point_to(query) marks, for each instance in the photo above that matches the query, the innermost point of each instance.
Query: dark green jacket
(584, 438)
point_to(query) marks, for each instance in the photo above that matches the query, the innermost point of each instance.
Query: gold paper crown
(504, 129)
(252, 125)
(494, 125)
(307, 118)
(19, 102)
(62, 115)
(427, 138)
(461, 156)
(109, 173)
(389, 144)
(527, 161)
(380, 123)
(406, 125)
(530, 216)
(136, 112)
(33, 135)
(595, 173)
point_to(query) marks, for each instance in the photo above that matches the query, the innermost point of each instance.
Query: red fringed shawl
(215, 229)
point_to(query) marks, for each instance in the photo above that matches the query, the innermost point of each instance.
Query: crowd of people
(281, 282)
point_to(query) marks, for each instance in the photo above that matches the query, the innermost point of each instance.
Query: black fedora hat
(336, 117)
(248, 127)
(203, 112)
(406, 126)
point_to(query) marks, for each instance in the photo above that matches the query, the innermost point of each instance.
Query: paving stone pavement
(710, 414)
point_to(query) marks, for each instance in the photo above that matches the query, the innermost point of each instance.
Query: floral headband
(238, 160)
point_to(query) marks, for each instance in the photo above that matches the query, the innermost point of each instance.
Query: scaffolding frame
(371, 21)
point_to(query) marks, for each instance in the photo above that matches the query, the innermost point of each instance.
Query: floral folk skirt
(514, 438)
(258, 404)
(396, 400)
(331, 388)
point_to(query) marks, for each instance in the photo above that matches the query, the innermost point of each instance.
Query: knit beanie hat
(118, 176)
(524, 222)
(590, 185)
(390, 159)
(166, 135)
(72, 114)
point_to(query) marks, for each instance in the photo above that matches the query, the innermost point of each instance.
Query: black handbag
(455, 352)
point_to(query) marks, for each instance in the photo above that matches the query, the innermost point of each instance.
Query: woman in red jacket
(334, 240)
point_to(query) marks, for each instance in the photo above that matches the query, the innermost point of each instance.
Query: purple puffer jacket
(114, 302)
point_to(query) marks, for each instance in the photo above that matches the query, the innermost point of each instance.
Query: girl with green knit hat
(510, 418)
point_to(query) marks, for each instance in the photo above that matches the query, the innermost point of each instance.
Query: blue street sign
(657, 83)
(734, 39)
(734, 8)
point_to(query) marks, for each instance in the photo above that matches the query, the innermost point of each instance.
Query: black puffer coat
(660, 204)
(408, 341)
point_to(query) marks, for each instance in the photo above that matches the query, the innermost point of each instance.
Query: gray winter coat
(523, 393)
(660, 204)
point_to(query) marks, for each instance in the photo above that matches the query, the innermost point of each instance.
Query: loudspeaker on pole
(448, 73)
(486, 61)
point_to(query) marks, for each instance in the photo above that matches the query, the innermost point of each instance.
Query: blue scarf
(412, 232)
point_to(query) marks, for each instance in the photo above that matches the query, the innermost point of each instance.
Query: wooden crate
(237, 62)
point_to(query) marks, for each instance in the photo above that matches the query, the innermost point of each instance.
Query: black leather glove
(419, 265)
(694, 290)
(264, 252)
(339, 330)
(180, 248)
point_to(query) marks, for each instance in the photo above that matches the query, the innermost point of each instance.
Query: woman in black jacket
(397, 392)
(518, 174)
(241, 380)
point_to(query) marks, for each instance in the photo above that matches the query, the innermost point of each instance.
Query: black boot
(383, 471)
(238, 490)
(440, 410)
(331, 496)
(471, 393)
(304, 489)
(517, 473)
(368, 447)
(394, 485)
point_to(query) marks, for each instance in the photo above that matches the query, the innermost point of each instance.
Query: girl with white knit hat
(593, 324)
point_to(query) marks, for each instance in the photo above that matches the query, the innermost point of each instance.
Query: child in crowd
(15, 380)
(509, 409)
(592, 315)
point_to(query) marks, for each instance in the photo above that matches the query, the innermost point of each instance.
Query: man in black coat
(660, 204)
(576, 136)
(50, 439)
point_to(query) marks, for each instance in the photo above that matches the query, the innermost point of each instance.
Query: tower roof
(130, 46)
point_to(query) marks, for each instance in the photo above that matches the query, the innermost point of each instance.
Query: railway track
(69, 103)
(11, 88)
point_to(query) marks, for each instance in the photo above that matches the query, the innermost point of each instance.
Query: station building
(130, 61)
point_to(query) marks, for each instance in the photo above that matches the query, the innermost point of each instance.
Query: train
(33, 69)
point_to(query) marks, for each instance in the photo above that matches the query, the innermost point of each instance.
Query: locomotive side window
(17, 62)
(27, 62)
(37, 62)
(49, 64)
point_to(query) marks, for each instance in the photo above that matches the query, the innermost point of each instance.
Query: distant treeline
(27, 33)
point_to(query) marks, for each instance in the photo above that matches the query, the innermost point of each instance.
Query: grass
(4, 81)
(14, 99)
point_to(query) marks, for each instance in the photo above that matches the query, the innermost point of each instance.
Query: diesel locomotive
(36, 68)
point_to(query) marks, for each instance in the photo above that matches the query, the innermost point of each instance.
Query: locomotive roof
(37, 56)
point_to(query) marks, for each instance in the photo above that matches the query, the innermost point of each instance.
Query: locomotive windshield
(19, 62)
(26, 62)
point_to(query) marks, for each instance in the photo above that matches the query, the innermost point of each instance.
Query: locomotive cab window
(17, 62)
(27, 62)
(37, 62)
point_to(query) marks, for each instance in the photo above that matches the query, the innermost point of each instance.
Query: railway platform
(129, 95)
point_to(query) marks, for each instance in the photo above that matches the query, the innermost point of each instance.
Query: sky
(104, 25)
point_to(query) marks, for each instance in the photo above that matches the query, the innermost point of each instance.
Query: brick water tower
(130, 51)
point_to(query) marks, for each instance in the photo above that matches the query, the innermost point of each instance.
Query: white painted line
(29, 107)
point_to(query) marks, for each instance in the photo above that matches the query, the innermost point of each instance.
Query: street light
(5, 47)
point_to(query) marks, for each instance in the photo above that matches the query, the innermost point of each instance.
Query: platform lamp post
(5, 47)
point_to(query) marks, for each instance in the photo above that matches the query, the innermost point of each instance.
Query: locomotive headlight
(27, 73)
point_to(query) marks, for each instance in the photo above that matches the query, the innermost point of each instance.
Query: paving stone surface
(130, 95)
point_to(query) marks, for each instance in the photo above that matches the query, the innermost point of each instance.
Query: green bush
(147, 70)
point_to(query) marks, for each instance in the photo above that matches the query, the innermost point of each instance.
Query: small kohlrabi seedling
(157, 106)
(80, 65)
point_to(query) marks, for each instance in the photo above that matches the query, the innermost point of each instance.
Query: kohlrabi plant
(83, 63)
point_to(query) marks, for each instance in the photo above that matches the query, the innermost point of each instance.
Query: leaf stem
───
All of the lines above need to be given again exactly.

SOLUTION FOR THIS TASK =>
point_to(query) marks, for each instance in the photo above that matches the query, the innermost point of each instance.
Query: dark green jacket
(584, 438)
point_to(query) marks, for each instance in the photo above that matches the query, the innermost point of each instance.
Query: gold paper crown
(504, 129)
(252, 125)
(494, 125)
(307, 118)
(19, 102)
(62, 115)
(427, 138)
(461, 156)
(109, 173)
(389, 144)
(527, 161)
(380, 123)
(406, 125)
(530, 216)
(136, 112)
(33, 135)
(595, 173)
point_to(query) marks, for each instance in the photo above that matches the query, the innermost point of each instance.
Query: red fringed shawl
(215, 229)
point_to(query) marks, for each instance in the photo above that matches the query, the innermost point of each instance.
Query: crowd of people
(281, 282)
point_to(query) marks, for each instance in the photo above that matches the query, the innermost point of each instance.
Query: black fedora hat
(336, 117)
(248, 127)
(203, 112)
(406, 126)
point_to(query) marks, for each instance in the photo above that matches the query, the innermost point of each instance.
Query: paving stone pavement
(710, 414)
point_to(query) marks, for each instance in the photo above that matches the query, the innermost point of each instance.
Query: floral headband
(238, 160)
point_to(query) marks, for each instance in the photo above that matches the query, the innermost point of each instance.
Query: scaffolding frame
(371, 21)
point_to(query) marks, for each instance in the photo above that matches the query, the innermost point of each instance.
Query: floral folk skirt
(514, 438)
(258, 404)
(396, 400)
(331, 388)
point_to(query) marks, for each instance in the photo above that matches the query, the innermost point of each instance.
Query: knit beanie hat
(118, 176)
(524, 222)
(590, 185)
(390, 159)
(166, 135)
(72, 114)
point_to(query) marks, for each instance in the photo above that matches the query, the innermost point of each instance.
Query: black handbag
(455, 352)
point_to(query) marks, for each instance in the photo above that matches the query, the innermost point of each instance.
Query: woman in red jacket
(334, 240)
point_to(query) marks, for each instance in the photo above that matches the query, the innermost point of each instance.
Query: purple puffer jacket
(114, 302)
point_to(query) marks, for each instance in the photo above that matches the query, the innermost point of each instance.
Query: girl with green knit hat
(510, 418)
point_to(query) marks, for each instance in the photo above that matches the query, the innermost point of each instance.
Query: blue street sign
(657, 83)
(734, 39)
(734, 8)
point_to(query) marks, for each instance in the photo above that matches the query, the innermost point of each instance.
Query: black puffer coat
(660, 204)
(408, 341)
point_to(query) marks, for each instance in the photo above that matches the query, the innermost point of each instance.
Query: gray winter coat
(523, 393)
(660, 204)
point_to(query) marks, for each instance in the photo above that matches the query, the innermost point of each instance.
Query: loudspeaker on pole
(448, 73)
(486, 61)
point_to(query) marks, for each instance in the photo above that matches the query, the innermost point of each instance.
Query: blue scarf
(412, 232)
point_to(query) marks, for each instance in the photo above that matches the query, the innermost point of each instance.
Query: wooden crate
(237, 62)
point_to(query) marks, for each instance in the photo above that matches the query, the innermost point of each instance.
Query: black leather glove
(419, 265)
(694, 290)
(264, 252)
(339, 330)
(180, 248)
point_to(query) marks, for each instance in the photo above that matches the query, the innermost point of each instance.
Query: woman in black jacket
(397, 392)
(518, 174)
(241, 380)
point_to(query) marks, for each instance in the photo above that matches the query, the innermost point of each instance.
Query: black boot
(383, 471)
(238, 490)
(440, 410)
(331, 496)
(471, 393)
(304, 489)
(517, 473)
(368, 447)
(394, 485)
point_to(query) marks, for each instance in the photo above that matches the query, the innermost point of each instance.
Query: girl with white knit hat
(593, 324)
point_to(query) marks, for each instance in the photo above that matches the query, the innermost point of each instance.
Query: child in crowd
(15, 380)
(509, 409)
(592, 315)
point_to(query) marks, for each instance in the photo above that matches the query, the innermost point of each instance.
Query: man in black coat
(660, 204)
(576, 136)
(50, 439)
point_to(query) marks, for each instance in the photo above that matches the query, the innermost point of each instance.
Query: tower roof
(130, 46)
point_to(query) marks, for each instance in the photo above that matches the query, the innermost point of each instance.
Query: railway track
(69, 103)
(11, 88)
point_to(query) marks, for each instance in the photo above that matches the query, the innermost point of each instance.
Query: station building
(130, 61)
point_to(query) marks, for each instance in the photo above that matches the query, the innermost point of each instance.
Query: train
(33, 69)
point_to(query) marks, for each instance in the photo above that matches the query, the innermost point of each instance.
Query: locomotive side window
(17, 62)
(27, 62)
(37, 62)
(49, 64)
point_to(query) marks, for each instance in the photo above that matches the query, the innermost point of each instance.
Query: distant treeline
(27, 33)
point_to(query) marks, for each instance in the photo above that matches the query, the innermost point of each instance.
Query: grass
(4, 81)
(14, 99)
point_to(query) marks, for each instance in the photo above that matches the query, the innermost point of each instance.
Query: diesel locomotive
(36, 68)
point_to(query) marks, for each instance in the photo above that matches the query, the innermost point of each instance.
Query: locomotive roof
(37, 56)
point_to(query) marks, for each instance in the photo above that matches the query, the innermost point of each instance.
Query: locomotive windshield
(19, 62)
(26, 62)
point_to(query) marks, for each instance in the photo above that matches the query, the innermost point of each instance.
Query: locomotive cab window
(17, 62)
(27, 62)
(37, 62)
point_to(query) marks, for each instance in the photo above that matches the query, the innermost point of each instance.
Query: railway platform
(129, 95)
point_to(query) marks, for each instance in the photo above that matches the query, the innermost point of each instance.
Query: sky
(104, 25)
point_to(query) marks, for each instance in the photo above that matches the query, the innermost point of each instance.
Query: brick water tower
(130, 51)
point_to(query) marks, for each instance in the photo above that matches the query, the innermost point of each instance.
Query: white painted line
(29, 107)
point_to(query) marks, for each instance in the photo above that matches the query, the innermost point of each instance.
Query: street light
(5, 47)
point_to(query) marks, for each instance in the photo above that matches the query, the innermost point of each instance.
Query: platform lamp post
(5, 47)
point_to(query) marks, for each instance in the photo above that matches the query, the innermost point of each instance.
Query: locomotive headlight
(27, 73)
point_to(query) marks, for each instance in the photo above that matches the query, the innermost point of each instance.
Query: paving stone surface
(130, 95)
point_to(query) marks, for each instance in the photo above that matches the query, the innermost point of each instance.
Query: green bush
(147, 70)
point_to(query) marks, for each instance in the photo above that matches the query, the innermost point of each instance.
Query: small kohlrabi seedling
(157, 106)
(80, 65)
point_to(query) marks, for each instance in the photo above that matches the query, the innermost point of each instance.
Query: kohlrabi plant
(83, 63)
point_to(query) marks, for each instance in the photo above that matches the query, the innermost point of each instance.
Query: leaf stem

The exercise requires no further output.